For that, write the SED command like this:

sed -n "/$i/p" filename

The double-quotes allow the variable name to be expanded before sed processes it.

The address range in SED is either by line number, or by content. If you use line numbers, then the /../ is not used.

Sunvic · 08-12-2012, 06:24 AM

Thanks for your quick and helpful reply.

I changed the code slightly to build an array and using your /../ I altered the line to read:

Code:

var[$i]=`sed -n /$i/p ~/Desktop/coutput1 | cut -c 30-47`

which now cuts the address out precisely and stores it as the specific var

grail · 08-12-2012, 06:30 AM

The issue with the line is the use of variable expansion on the left side of the equals.
I would also query the need to use eval?? Is there a reason you do not create a simple for loop?

INFORMATION PROVIDED:
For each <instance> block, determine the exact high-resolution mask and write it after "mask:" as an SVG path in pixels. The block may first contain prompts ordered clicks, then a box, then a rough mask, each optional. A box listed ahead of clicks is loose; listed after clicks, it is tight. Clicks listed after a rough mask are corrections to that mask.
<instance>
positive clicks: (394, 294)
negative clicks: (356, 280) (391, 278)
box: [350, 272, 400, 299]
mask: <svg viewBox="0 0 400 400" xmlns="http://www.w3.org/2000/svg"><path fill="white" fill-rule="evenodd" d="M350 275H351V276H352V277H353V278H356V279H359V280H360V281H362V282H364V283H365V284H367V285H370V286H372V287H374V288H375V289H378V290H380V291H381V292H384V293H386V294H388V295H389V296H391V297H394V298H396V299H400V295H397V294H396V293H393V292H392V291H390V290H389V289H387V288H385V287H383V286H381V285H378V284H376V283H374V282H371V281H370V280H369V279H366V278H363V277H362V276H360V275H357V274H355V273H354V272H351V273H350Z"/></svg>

WHAT YOU HAVE TO DO:
Can you repeat the sed forum thread word for word between "I changed the" and "simple for loop?", inclusive? The lines above aren't needed for what comes next.

SOLUTION TO THIS TASK:
I changed the code slightly to build an array and using your /../ I altered the line to read:

Code:

var[$i]=`sed -n /$i/p ~/Desktop/coutput1 | cut -c 30-47`

which now cuts the address out precisely and stores it as the specific var

grail · 08-12-2012, 06:30 AM

The issue with the line is the use of variable expansion on the left side of the equals.
I would also query the need to use eval?? Is there a reason you do not create a simple for loop?